◆ PROMPT
When you repeat the entries below, keep each word exactly as it is and drop the pictures.

◆ Data excerpts

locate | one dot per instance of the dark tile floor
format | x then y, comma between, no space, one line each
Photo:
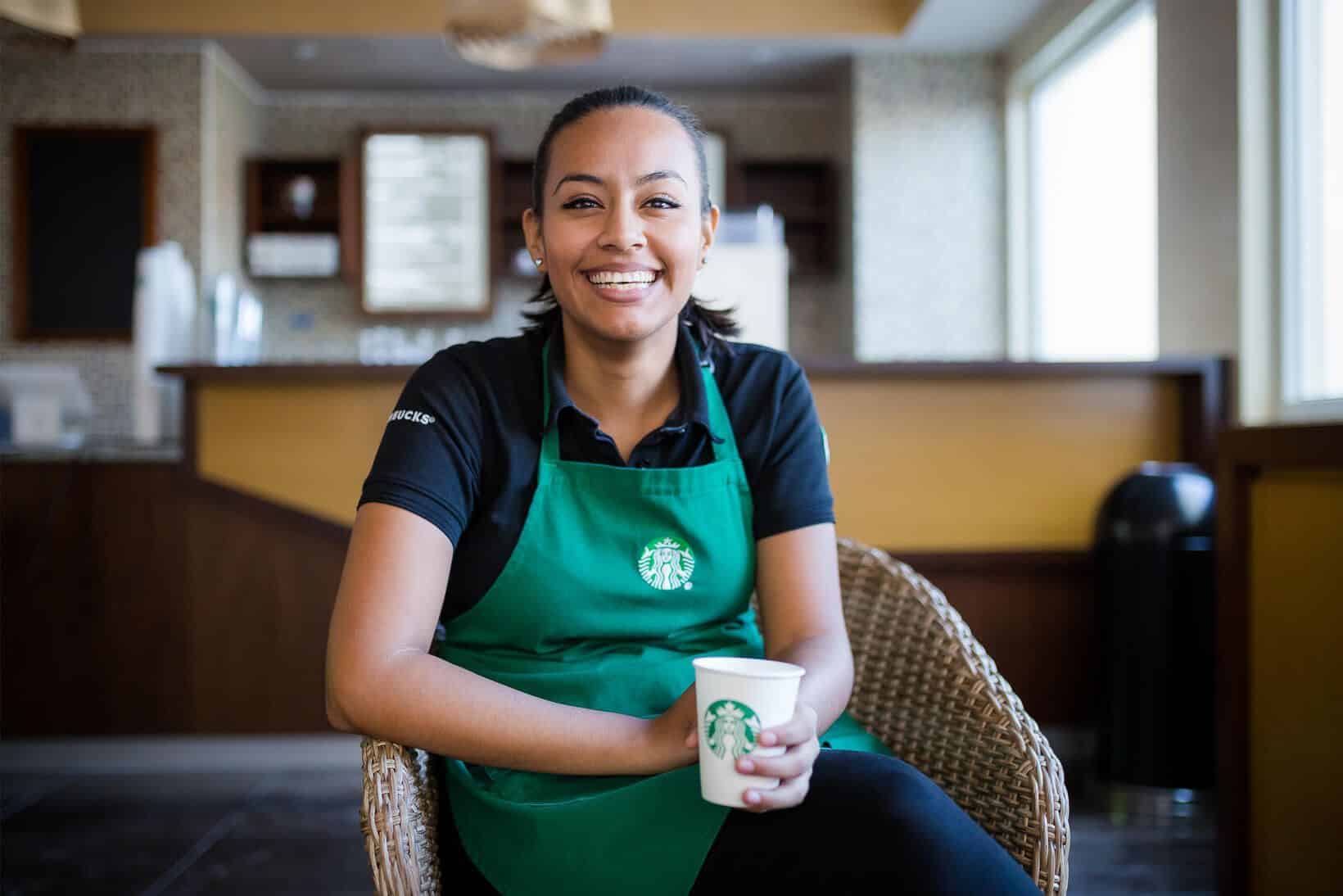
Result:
260,833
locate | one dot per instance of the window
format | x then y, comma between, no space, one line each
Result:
1313,209
1083,129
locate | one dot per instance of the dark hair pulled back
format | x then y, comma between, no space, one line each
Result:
705,321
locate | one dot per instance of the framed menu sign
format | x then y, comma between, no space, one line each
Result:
426,222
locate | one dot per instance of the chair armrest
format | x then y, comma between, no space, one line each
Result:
929,690
399,818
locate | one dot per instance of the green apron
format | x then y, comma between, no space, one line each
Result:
619,578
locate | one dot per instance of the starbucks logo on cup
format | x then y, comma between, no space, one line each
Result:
730,727
667,564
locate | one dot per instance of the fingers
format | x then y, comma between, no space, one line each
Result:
787,794
798,730
790,765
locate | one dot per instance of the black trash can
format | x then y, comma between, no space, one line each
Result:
1155,575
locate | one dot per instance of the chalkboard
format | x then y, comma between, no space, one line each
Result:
84,209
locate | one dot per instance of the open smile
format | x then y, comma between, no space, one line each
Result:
623,285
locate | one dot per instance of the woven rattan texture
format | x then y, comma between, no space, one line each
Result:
921,684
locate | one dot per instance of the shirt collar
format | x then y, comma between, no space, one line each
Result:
694,406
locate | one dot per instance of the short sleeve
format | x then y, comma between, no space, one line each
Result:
791,484
428,461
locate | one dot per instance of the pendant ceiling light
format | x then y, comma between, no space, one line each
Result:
58,18
522,34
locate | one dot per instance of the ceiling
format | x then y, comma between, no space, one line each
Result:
669,63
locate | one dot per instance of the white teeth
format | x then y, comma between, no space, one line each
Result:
627,279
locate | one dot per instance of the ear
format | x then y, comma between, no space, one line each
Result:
532,234
708,228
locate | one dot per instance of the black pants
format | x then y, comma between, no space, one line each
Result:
868,822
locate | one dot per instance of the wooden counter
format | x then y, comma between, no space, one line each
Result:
195,598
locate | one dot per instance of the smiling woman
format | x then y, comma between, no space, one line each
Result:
497,608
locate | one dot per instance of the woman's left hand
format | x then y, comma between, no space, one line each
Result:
793,769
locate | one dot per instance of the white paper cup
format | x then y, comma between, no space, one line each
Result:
736,699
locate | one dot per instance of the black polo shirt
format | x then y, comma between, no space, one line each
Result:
462,446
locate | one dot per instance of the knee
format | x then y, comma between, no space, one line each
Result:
902,795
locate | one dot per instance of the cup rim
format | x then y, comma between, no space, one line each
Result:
757,667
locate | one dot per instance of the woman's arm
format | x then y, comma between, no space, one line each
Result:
382,680
801,616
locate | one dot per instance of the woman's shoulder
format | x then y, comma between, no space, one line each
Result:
481,365
751,364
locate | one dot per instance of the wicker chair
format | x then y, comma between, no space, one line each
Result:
921,684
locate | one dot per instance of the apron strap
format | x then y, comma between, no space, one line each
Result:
720,425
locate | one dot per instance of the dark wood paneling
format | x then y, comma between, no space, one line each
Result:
262,582
92,562
1036,616
138,600
1242,455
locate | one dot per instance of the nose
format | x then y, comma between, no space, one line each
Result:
622,230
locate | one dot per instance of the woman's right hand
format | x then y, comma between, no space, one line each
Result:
673,736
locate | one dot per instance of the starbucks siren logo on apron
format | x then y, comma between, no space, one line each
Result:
667,564
730,727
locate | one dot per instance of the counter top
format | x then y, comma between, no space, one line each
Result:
816,367
96,450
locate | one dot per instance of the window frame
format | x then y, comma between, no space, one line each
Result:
1298,138
1093,23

◆ RESPONSE TO THE EXERCISE
locate | one dot per instance of the dark tile floor
format | x then y, comma between, no space, one line each
Photo:
Result:
260,833
locate | one dot per instance of the window
format | x then y, comma between, no space, one line each
Result:
1313,209
1083,129
locate | one dot per instance of the dark hair pulled back
format | x then y, comma between, no space, one line each
Result:
705,321
locate | one dot per instance of the framed menu sign
format | x then y, comma between, no space, one line each
Result:
426,222
locate | one dot per instance of the chair armrest
format | x then y, comma between, no space, one line each
Result:
929,690
399,818
locate | one dot per instance of the green apron
format | x then y, comma between, no space, one line each
Result:
619,578
locate | one dot per instance of the starbucks logo on cup
format | x then y, comma between, no space, one line each
Result:
730,727
667,564
locate | one dot per instance of the fingers
format | x then y, comma between, no space, one line each
Result:
787,794
798,730
790,765
locate | one dot per instance of the black trash can
format | x then y, comma between, no space, one line each
Result:
1155,575
locate | one dot per instance of the chalkboard
format | x then y, comma between, no space, one line each
Result:
84,209
locate | one dot per instance of the open smile
format | x then y, comma between, no space, one line each
Result:
623,285
locate | one dot per instance of the woven rattan texture
format | x then y, comma between, no space, one line each
Result:
921,684
locate | one dot per instance of the shirt collar
format | x then y, comma between, no space, one line each
Result:
694,406
locate | one dot per instance of the short sleeve
format | x then y, comma between, no space, one line each
Result:
791,484
428,461
locate | one dot per instance of the pendant ceiling light
format | x then y, comma between, no space, one line each
Result:
58,18
522,34
locate | one dot per instance of the ceiling
format | x then y, comma between, no space, one line each
Result:
669,63
locate | one dot per instance of the white teeth
format | x then y, comma between, no space, one line each
Result:
627,279
locate | one dot per instance of the ear
format | x then y, comma between, no space, one line each
Result:
532,234
708,228
locate | one dot per instance of the black pants
format | x then y, comma between, no space, one line each
Result:
868,822
locate | one dot per instance of the wooden counter
format | x then y, comma between, no space, one line each
Result:
195,598
locate | one dot per instance of the smiling woman
format | x then y, comma between, no space, one line each
Result:
497,608
locate | one dot per instance of the woman's left hand
format | x then y, comma between, no space, one line each
Result:
793,769
locate | one dot per instance of the white paper cup
format | x then y, comma between, no space, one line each
Result:
736,699
locate | one dot per instance of the black polo shirt
format | x then y, comma between, no space, one line each
Result:
462,446
locate | one dot per instance of the knee
format | x then y, comma between, no space, one line each
Result:
902,795
locate | one dot per instance of the cup rim
format | x then y, comma between, no space, one line each
Result:
757,667
locate | one dot per instance of the woman's arm
format | x then y, comma between, no space, one line each
Result:
382,680
801,616
locate | one dot per instance of the woman's shoulder
format | x then y, comma between, no space, one line each
Result:
481,365
751,364
locate | one dot per instance of the wicker chair
format | x then y, comma between, no space, one line each
Result:
921,684
locate | one dot per instance of the apron strap
format | x then y, comma between, no space, one line each
Result:
720,425
locate | one dot per instance of the dark wood paneling
format | x then y, comma between, no space, one line each
Result:
262,582
92,562
1036,616
138,600
1242,455
locate | one dot per instance of the nose
format | x then y, comma between, no space, one line each
Result:
622,230
locate | one dot per instance of the woman's right hand
format | x then y, comma between, no space, one line each
Result:
673,736
locate | one dot per instance of the starbucks siren logo on apron
format | x then y, comma between, no space, one line each
Result:
667,564
730,727
locate | one dot per instance of the counter top
format | x then y, comma between, no space, one line each
Result:
816,367
96,450
locate | one dot per instance of the window frame
format | x then y, comma between, no space, one line each
Result:
1298,138
1093,23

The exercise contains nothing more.